#### REQUIRED WORK
**A.** Reproduce the farmland investment article word for word, everything from "But things are" down to "land more difficult.".
**B.** Write the next part of the article on international farmland deals, picking up after its last sentence.

#### SUPPLIED PASSAGE
=======
International Farmland Deals: Landgrab or Markets at Work?

Farmer in Mount Kenya

David Cleary is a strategy director, agriculture at The Nature Conservancy.

A suggestive juxtaposition happened a few days ago: on the same day that G20 agriculture ministers agreed to collaborate on standardizing information on agriculture and coordinate agricultural research, Oxfam released a report on “landgrabbing,” the buying up of agricultural land by foreign investors in places like Africa, often to the detriment of local small farmers.

We could really do with the G20 agriculture ministries paying some attention to this issue, since this is one area where reliable statistics and numerical overviews are very hard to come by.

So full marks to Oxfam for doing as much as can probably be done from public sources in pulling together information on this topic (although some of the numerical claims, like the idea that an area twice the size of western Europe has been bought up since 2000, mostly in the last two years, seem tendentious and the cited evidence for it is unpublished).

The cases of irresponsible investing documented in places like Uganda and Guatemala seem to give substance to accusations that an unholy alliance of western hedge funds, Middle East oil powers and Chinese enterprises are buying up land in vulnerable countries, booting out the local inhabitants and turning to large-scale commercial farming, with dubious environmental and social consequences.

But things are more complicated than that.

Irresponsible investing that has led to what can fairly be termed landgrabbing has happened on some scale in some countries in sub-Saharan Africa and Central America. There’s equally no doubt, however, that this is a governance issue, rather than an agricultural one. There’s a danger that looking at investment in land as landgrabbing will have perverse consequences. In a world that needs to double food production by 2050, it would be a very dumb move to impose controls on investments that would make the improvement of agricultural land more difficult.

Throwing out the baby with the bathwater in this way will make it more difficult to address the governance issues around investment, in agriculture and everything else, that lie at the heart of this problem.
=======
#### Source records

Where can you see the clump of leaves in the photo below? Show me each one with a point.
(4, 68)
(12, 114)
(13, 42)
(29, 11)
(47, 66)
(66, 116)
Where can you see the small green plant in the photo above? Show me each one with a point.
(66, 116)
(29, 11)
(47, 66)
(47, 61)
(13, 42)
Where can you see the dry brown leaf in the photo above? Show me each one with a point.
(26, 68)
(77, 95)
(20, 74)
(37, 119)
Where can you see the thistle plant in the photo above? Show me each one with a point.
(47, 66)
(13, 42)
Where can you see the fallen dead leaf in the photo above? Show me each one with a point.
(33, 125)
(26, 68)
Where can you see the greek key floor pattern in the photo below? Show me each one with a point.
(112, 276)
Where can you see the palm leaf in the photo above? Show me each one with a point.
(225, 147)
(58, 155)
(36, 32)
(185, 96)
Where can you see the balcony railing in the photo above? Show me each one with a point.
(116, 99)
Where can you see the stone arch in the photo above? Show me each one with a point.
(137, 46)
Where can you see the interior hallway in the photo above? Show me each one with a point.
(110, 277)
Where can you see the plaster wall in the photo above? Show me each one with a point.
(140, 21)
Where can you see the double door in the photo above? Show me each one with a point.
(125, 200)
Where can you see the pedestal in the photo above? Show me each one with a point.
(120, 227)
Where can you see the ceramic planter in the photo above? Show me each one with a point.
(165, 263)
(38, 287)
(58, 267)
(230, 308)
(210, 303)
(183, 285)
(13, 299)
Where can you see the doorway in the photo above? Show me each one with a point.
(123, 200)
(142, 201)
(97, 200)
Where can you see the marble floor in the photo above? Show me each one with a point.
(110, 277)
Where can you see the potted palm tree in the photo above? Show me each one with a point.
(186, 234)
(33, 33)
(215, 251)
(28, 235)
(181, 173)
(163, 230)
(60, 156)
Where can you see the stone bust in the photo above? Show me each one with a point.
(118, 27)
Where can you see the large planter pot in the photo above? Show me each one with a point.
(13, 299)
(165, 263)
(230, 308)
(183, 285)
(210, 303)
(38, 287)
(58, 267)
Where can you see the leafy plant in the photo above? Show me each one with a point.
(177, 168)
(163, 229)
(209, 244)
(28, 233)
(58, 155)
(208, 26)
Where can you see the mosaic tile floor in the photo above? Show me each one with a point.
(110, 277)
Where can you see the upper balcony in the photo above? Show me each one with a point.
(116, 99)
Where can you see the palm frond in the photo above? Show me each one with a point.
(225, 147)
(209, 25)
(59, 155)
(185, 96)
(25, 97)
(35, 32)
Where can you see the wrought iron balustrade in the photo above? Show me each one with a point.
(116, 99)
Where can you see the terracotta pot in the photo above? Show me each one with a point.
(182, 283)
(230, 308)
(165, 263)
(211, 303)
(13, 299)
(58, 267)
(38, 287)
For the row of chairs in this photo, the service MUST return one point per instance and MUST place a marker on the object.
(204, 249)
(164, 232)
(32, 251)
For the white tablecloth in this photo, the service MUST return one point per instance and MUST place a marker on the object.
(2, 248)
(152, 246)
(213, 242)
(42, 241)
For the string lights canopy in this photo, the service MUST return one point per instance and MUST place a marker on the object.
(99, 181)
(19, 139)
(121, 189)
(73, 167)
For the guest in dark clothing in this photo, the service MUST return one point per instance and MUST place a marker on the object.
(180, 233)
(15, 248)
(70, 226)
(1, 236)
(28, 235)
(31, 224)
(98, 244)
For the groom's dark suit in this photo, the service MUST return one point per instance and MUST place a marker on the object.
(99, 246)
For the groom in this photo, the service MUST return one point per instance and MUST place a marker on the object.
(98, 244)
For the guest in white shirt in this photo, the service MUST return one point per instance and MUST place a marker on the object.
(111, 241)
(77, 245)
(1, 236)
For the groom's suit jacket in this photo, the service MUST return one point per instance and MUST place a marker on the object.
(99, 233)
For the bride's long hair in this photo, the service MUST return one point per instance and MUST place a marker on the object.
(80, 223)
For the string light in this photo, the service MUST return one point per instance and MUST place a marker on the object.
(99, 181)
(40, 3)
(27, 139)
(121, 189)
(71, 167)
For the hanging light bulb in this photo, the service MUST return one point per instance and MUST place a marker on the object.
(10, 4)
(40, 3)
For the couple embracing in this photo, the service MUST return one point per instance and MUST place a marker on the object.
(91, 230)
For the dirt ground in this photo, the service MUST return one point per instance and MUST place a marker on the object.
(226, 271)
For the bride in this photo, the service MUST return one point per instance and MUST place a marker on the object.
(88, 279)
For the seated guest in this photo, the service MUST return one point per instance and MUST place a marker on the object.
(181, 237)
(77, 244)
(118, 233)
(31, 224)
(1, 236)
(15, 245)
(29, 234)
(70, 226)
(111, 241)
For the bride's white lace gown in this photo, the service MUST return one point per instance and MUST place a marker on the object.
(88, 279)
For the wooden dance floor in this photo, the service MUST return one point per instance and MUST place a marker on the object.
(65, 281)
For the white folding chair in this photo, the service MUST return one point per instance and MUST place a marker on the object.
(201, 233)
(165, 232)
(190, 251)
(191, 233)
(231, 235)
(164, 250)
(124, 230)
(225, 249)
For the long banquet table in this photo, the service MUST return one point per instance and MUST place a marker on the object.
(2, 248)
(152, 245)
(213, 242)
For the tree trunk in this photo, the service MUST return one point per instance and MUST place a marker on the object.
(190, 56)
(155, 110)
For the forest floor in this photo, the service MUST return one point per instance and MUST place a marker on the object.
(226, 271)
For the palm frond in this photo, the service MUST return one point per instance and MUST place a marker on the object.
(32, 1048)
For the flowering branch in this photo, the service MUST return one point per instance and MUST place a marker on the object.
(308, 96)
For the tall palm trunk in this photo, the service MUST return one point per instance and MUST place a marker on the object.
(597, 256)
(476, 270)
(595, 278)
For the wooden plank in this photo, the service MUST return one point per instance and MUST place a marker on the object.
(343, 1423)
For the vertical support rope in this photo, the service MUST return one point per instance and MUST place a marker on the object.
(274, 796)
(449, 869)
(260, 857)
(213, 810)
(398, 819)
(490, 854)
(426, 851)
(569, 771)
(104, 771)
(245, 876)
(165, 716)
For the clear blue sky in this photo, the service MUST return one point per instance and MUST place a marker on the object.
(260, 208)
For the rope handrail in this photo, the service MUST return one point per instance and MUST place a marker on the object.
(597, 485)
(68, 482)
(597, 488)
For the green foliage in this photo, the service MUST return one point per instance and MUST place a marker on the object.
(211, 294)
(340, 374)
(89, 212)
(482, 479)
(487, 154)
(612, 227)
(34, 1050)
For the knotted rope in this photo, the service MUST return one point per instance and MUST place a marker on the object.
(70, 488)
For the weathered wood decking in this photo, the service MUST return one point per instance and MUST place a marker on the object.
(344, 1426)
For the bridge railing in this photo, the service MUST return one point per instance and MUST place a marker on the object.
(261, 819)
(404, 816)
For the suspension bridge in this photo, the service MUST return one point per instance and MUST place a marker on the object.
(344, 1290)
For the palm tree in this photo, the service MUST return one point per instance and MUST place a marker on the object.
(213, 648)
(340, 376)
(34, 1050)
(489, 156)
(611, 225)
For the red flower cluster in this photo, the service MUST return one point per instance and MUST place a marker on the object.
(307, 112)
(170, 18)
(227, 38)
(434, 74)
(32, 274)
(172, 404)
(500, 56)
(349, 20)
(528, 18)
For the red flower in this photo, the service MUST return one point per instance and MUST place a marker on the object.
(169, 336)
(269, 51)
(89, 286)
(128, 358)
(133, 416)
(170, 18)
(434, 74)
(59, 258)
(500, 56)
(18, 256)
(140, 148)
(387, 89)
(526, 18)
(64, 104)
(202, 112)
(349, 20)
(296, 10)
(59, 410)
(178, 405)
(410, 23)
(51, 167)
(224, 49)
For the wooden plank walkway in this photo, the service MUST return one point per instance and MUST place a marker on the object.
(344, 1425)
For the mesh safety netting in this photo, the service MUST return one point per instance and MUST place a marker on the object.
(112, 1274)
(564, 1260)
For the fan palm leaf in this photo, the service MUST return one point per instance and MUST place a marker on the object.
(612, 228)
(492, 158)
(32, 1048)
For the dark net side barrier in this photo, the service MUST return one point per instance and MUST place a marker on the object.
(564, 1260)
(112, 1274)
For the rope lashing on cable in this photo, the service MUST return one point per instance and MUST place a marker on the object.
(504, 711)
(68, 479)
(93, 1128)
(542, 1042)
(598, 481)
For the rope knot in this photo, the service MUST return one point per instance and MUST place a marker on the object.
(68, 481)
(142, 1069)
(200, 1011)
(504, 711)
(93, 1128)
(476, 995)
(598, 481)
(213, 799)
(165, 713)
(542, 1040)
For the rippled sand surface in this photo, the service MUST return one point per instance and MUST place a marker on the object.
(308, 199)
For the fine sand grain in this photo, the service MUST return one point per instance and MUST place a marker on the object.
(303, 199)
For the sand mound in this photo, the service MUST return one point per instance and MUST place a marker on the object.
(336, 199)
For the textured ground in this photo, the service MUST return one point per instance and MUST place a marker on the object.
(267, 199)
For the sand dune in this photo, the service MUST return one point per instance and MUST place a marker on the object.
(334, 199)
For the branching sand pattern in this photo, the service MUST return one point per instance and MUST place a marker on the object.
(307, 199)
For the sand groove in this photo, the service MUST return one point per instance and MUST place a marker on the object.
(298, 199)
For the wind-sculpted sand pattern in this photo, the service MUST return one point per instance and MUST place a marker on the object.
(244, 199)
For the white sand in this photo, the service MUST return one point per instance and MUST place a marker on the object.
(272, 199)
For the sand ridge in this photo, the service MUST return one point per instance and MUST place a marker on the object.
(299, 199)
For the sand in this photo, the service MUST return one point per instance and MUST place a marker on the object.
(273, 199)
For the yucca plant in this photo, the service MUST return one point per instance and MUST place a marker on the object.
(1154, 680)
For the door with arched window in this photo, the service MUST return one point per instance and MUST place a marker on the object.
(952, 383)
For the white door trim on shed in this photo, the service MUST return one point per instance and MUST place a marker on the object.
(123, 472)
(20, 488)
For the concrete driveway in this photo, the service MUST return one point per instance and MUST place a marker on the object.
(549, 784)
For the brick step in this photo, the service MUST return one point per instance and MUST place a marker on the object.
=======
#### OUTPUTS FOR THE TASKS
**A.**
But things are more complicated than that.

Irresponsible investing that has led to what can fairly be termed landgrabbing has happened on some scale in some countries in sub-Saharan Africa and Central America. There’s equally no doubt, however, that this is a governance issue, rather than an agricultural one. There’s a danger that looking at investment in land as landgrabbing will have perverse consequences. In a world that needs to double food production by 2050, it would be a very dumb move to impose controls on investments that would make the improvement of agricultural land more difficult.

**B.**
It’s important to remember that not every country where foreign investors are buying land has weak governance, even in sub-Saharan Africa, and that where governance is adequate a very important role is played by companies and investors that buy land to improve it, reselling it at a profit or running new farming operations on it themselves.

For example, Adecoagro, a company The Nature Conservancy works with in Brazil and Argentina, has for years bought large areas of ranchland, and improved them to the point where the fairly unproductive pasture it was before is converted to cropland. As local laws demand, Adecoagro also restores areas of natural habitat and creates biological corridors. Much of this restoration takes place in savanna and tropical forest habitats that are extremely strategic for biodiversity.

The single most important strategy for world farming going forward, whether African smallholdings or large commercial farmers in South America, is to intensify, increasing yields and volumes on land already cleared.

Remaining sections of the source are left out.